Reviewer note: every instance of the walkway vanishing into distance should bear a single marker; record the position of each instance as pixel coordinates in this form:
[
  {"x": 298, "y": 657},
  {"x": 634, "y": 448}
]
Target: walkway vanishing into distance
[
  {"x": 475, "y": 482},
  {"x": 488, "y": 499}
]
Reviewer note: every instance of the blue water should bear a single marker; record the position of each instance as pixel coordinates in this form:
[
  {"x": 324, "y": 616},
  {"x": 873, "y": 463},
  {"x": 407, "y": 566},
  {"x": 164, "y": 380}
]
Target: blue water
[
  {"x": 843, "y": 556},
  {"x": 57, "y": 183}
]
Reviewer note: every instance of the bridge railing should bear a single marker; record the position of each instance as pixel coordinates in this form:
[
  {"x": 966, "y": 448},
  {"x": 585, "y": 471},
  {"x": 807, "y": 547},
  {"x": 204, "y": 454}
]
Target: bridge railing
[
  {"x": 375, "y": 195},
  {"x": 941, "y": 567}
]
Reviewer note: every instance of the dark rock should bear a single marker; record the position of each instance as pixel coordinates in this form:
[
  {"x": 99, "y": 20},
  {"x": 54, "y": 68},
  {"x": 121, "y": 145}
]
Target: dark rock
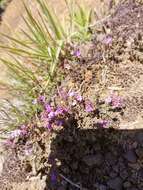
◆ ◆ ◆ ◆
> What is being asked
Find the line containing "Reviewer note: every instance of the dark" in the records above, then copy it and every line after it exactly, through the last one, without any pictures.

> Solution
Reviewer note: every instance of the dark rock should bear a single marker; record the position of each instance as pixel coordinates in this form:
[
  {"x": 99, "y": 20},
  {"x": 54, "y": 68},
  {"x": 121, "y": 145}
]
Target: dark rock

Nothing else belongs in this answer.